• EXERCISE GOAL
Please pick out every line in the records below that contains the string "segment", and copy each of those lines in full. Case counts.

• EXTRACTED RECORDS
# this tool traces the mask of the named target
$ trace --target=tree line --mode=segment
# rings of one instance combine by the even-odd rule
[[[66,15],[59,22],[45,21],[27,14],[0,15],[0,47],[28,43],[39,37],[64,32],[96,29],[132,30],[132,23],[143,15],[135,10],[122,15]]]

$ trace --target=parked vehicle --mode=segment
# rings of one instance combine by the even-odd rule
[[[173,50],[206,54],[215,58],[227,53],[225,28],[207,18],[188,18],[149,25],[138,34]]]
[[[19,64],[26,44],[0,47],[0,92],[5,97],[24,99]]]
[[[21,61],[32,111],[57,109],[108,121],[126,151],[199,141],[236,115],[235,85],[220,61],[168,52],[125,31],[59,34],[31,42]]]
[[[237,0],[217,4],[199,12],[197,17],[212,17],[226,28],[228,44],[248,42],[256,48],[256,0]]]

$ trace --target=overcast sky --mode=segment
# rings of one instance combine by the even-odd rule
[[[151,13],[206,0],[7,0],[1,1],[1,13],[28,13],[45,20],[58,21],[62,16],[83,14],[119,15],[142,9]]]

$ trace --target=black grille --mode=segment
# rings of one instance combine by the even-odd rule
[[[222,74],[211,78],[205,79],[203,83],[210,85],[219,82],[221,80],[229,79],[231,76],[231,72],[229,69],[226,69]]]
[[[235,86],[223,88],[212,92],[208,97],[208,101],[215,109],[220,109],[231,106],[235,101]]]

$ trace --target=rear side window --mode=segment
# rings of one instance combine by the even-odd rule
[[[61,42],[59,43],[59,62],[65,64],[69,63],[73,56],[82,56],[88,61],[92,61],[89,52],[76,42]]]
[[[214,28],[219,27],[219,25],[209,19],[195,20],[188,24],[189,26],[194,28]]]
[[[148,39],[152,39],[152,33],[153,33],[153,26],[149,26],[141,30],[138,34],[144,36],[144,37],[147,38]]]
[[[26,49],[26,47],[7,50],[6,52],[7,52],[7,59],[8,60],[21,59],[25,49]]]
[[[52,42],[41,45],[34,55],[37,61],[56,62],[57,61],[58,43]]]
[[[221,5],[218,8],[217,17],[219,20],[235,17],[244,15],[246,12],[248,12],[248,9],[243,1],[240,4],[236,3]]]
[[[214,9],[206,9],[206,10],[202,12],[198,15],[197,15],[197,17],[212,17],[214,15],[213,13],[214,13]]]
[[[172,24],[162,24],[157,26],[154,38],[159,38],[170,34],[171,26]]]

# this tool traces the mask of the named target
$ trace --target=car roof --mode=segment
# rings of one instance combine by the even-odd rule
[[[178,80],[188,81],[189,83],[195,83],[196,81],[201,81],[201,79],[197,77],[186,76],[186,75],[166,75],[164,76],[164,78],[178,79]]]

==

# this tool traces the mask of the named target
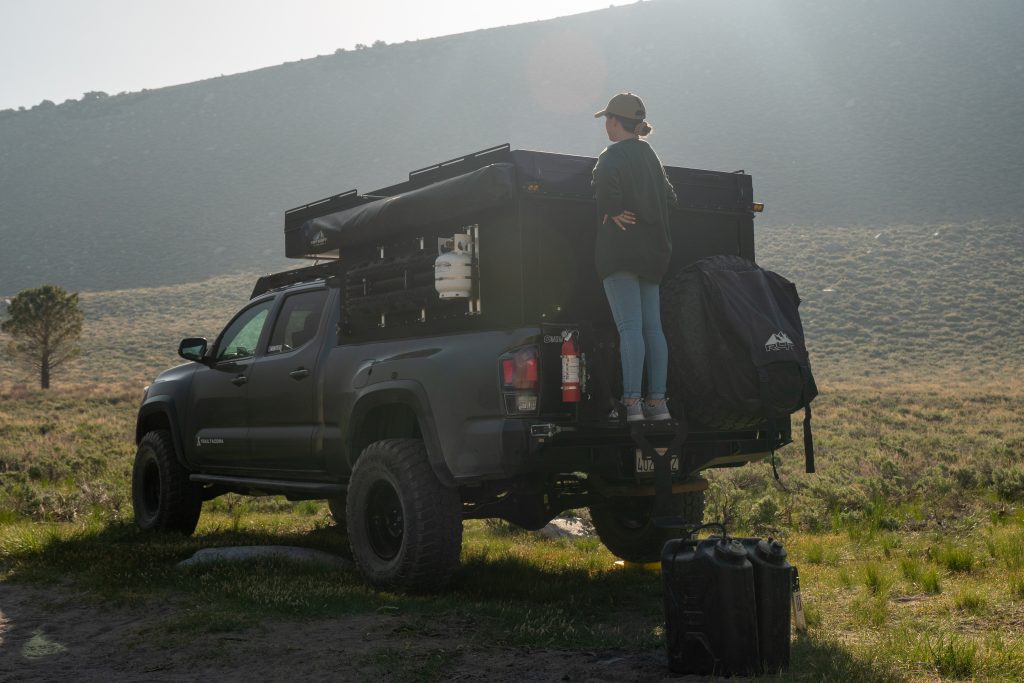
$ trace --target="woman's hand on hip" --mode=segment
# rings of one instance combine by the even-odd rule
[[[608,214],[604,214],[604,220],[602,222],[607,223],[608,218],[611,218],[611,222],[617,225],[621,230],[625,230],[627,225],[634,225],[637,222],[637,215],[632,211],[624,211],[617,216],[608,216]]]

• EXERCISE RESPONSE
$ trace --target=tree line --mode=segment
$ trace --target=parked vehicle --mode=segment
$ trace --target=overcast sky --mode=segment
$ trace --target=black grille --mode=segment
$ trace --target=rear side window --mode=segment
$ trace --target=car roof --mode=segment
$ trace --target="woman's hand on hip" --mode=segment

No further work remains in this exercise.